*** Opening of Records for processing ***

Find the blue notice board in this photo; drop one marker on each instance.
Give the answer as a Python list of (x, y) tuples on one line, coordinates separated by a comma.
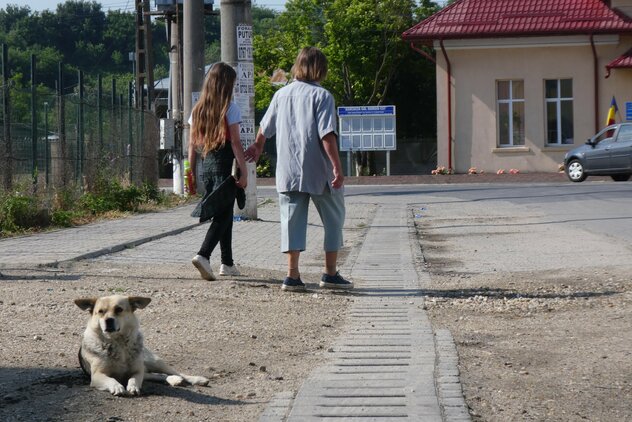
[(368, 128)]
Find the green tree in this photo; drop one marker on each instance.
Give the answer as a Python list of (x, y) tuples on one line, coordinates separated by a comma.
[(362, 40)]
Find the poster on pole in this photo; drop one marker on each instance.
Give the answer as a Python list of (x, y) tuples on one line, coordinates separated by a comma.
[(244, 42), (244, 93)]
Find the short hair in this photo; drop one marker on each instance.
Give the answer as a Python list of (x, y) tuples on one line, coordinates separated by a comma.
[(310, 65)]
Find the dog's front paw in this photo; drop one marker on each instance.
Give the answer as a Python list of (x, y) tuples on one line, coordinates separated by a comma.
[(132, 388), (117, 389), (175, 380), (199, 380)]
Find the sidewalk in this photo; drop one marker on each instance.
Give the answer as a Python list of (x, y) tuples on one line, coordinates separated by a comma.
[(387, 365)]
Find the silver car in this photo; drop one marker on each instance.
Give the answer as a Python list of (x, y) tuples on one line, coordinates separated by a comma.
[(608, 153)]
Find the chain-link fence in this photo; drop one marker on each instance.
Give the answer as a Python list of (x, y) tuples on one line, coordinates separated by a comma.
[(77, 132)]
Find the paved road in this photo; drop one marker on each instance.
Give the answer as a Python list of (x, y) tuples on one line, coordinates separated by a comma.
[(417, 379)]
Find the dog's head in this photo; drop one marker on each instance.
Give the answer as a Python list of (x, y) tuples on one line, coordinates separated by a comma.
[(113, 314)]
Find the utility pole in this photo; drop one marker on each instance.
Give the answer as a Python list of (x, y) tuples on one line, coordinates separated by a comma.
[(144, 63), (236, 46), (193, 64)]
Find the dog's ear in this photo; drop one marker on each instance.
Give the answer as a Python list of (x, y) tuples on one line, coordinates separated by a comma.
[(137, 302), (87, 304)]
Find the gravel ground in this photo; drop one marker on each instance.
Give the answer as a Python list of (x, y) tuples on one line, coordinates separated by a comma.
[(551, 344), (248, 337)]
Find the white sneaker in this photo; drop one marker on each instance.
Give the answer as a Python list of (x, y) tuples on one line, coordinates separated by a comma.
[(229, 270), (204, 267)]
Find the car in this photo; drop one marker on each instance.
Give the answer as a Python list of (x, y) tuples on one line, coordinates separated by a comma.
[(608, 153)]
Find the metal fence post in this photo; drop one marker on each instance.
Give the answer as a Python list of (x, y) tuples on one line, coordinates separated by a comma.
[(100, 112), (130, 137), (33, 124), (80, 128), (64, 168), (6, 116)]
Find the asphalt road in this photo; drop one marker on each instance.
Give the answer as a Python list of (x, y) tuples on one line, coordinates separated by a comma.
[(601, 207)]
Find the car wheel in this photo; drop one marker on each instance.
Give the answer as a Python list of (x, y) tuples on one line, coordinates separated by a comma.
[(575, 171)]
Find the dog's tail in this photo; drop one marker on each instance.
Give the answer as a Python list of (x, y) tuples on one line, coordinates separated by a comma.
[(82, 363)]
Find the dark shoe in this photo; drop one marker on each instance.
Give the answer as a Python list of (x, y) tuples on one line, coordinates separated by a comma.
[(293, 285), (204, 267), (241, 198), (335, 282)]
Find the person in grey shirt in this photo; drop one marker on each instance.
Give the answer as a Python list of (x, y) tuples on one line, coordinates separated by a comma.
[(302, 115)]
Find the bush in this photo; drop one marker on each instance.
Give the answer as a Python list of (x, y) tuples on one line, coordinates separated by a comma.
[(21, 210), (17, 211)]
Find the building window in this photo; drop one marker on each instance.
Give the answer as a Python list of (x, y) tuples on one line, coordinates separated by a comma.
[(559, 111), (510, 96)]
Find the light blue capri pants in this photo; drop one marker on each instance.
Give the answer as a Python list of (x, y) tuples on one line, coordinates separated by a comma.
[(294, 207)]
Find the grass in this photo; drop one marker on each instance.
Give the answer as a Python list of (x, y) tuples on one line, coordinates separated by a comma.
[(23, 211)]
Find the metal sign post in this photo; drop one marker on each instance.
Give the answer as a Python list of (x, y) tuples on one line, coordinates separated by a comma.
[(367, 128)]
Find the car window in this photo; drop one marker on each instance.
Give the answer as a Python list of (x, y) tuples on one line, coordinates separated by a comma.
[(602, 137), (625, 134)]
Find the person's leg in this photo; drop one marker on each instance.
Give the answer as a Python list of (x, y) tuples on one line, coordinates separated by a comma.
[(292, 264), (293, 208), (215, 232), (331, 208), (331, 263), (226, 239), (220, 225)]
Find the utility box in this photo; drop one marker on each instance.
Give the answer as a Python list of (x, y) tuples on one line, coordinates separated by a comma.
[(167, 133)]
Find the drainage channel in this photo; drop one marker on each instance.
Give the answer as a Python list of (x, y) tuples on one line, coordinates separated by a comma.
[(382, 366)]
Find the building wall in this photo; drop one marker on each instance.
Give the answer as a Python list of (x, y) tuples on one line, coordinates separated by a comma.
[(476, 67)]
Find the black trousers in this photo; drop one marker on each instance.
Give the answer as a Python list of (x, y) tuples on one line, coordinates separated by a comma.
[(220, 231)]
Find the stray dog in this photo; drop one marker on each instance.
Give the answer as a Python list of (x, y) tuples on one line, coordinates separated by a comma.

*** Close of Records for processing ***

Transcribe all the records above word for word, without their images.

Response to the exercise -
Find the blue notice board in this photo; drop one marker on each instance.
Give the answer as a Python list of (x, y) tuples on one line, coordinates separated by a comma.
[(368, 128)]
Find the green tree in this photo; drop one marker on each instance.
Give the answer as a Python list of (x, y) tuples on one line, coordinates separated by a comma.
[(362, 40)]
Find the poster on pole in this photo; drop one marker on each instance.
Give the answer as a Python list of (x, y) tuples on one line, coordinates separated by a comma.
[(244, 42), (244, 93)]
Find the short hair in this photo; drop one marker on each instance.
Give the answer as a Python list of (x, y) tuples on one line, coordinates separated by a comma.
[(310, 65)]
Find the dog's front paw in this photo; drop one marker on each instance.
Give the answer as a Python list of (x, y) tuples on one line, coordinates separated by a comma.
[(132, 388), (117, 389), (175, 380), (199, 380)]
Find the sidewalk in this photo; drop one marker on each instance.
Give the answer as a Python list of (x, y) tuples on one line, coordinates separated by a comma.
[(387, 365)]
Find the silver car in this photo; drop one marker on each instance.
Give the answer as a Python list of (x, y) tuples on one line, coordinates separated by a comma.
[(608, 153)]
Find the chain-link fence in this photo; drop one marker on each instance.
Give the answer as a Python list of (x, y) tuples on one line, coordinates separated by a comma.
[(77, 132)]
Find the paved road in this photo; drop one marker on each instance.
Give the answer as a Python list of (x, y) tuples on one line, coordinates separated by a comma.
[(417, 379)]
Find the dog's head in this photo; drop one marker on each instance.
Give the answer as a Python list of (x, y) tuples on one line, coordinates separated by a comma.
[(113, 314)]
Find the utility pole in this photo; drop one marker on each instance.
Give the answer as a Python list of (x, y) tuples on one line, coordinates separated by a comma.
[(144, 63), (236, 46), (193, 64)]
Find the dog's ear in this photo; drop one marker on each instance.
Give the answer as a Python list of (x, y) tuples on one line, coordinates separated by a comma.
[(137, 302), (87, 304)]
Find the gravel ground in this photo; drop one marker on each instance.
Give the answer as a Python list of (x, y) tuples on one line, coordinates separated by a comma.
[(551, 344), (248, 337)]
Find the white sneaker in this photo; drop one marker on each instance.
Give the answer as a Python list of (x, y) tuples on one line, coordinates separated by a comma.
[(229, 270), (204, 267)]
Find the car in this photo; drop one marker on each instance.
Give the answer as a Python list of (x, y) tuples on one line, coordinates separated by a comma.
[(608, 153)]
Find the metal fence post in this photo; drop one marker on each instance.
Give the answer as a Python list of (x, y) tuples on one line, coordinates separated by a comma.
[(100, 112), (130, 137), (33, 124), (80, 128), (64, 168), (6, 116)]
Find the asphalt road in this photo; drop one marker on each instance.
Give the answer as a Python list of (x, y) tuples on one line, coordinates separated by a comma.
[(601, 207)]
Find the car wheel in this photo; drop one marker on each instance.
Give the answer as a Python list of (x, y) tuples on one line, coordinates separated by a comma.
[(575, 171)]
Find the dog's tail in this photo; drop one marker on each instance.
Give the answer as a Python list of (x, y) tuples on one line, coordinates separated by a comma.
[(82, 363)]
Find the dark shoe in this photo; drop one marker on each instance.
Give the answer as a Python list of (x, y) tuples on one line, coordinates separated by a comma.
[(293, 285), (204, 267), (241, 198), (335, 282)]
Find the person in grey shirt in this photo; drop one marker on each instance.
Give the answer as a Python list of (x, y) tuples on one line, coordinates separated by a comma.
[(302, 115)]
Find the bush in this photo; drop one marker on each instance.
Give the answer as a Python list of (x, y) tuples on one line, coordinates separated by a comma.
[(21, 210), (17, 211)]
Find the building window in this photo; drop one marker on each instance.
Give the answer as a Python list of (x, y) tuples on one line, coordinates separated by a comma.
[(559, 111), (510, 96)]
Find the light blue capri pants in this photo; drop one marker on each instance.
Give the answer as a Python list of (x, y) tuples on one line, coordinates separated by a comma.
[(294, 207)]
Find the grass in this photo; drop one marker on each instance.
Give the answer as a Python list of (x, y) tuples on one line, coordinates separated by a comma.
[(23, 211)]
Find the metal sign post in this photo; drop one marker on each instance.
Give the answer as a Python list of (x, y) tuples on one line, coordinates separated by a comma.
[(367, 128)]
Find the car window in this photo; drop one marker on each instance.
Give the answer as a Python list of (x, y) tuples on one line, coordinates separated by a comma.
[(602, 137), (625, 134)]
Find the person's leg in this photo; drop one marker on each instance.
Give the answer as a Python list of (x, y) tuples on one line, coordinates separated by a comma.
[(292, 264), (293, 208), (215, 232), (331, 208), (331, 263), (226, 239), (220, 225)]
Find the utility box in this photo; drop one marker on each instance.
Give the answer as a Python list of (x, y) tuples on one line, coordinates separated by a comma.
[(167, 133)]
Find the drainage channel in this photo; drop one marker on each instance.
Give the answer as a Python list of (x, y) tuples on one line, coordinates separated by a comma.
[(382, 366)]
Find the building wall in this photo; drop one marker on each instance.
Give the answer as a Python list of (x, y) tuples on one line, coordinates separated by a comma.
[(476, 67)]
Find the black trousers in this photo; drop one marker on each instance.
Give the answer as a Python list of (x, y) tuples on one line, coordinates separated by a comma.
[(220, 231)]
Find the stray dog in this photo; drop one marker on each instance.
Give the answer as a Python list of (x, y) tuples on one line, coordinates separated by a comma.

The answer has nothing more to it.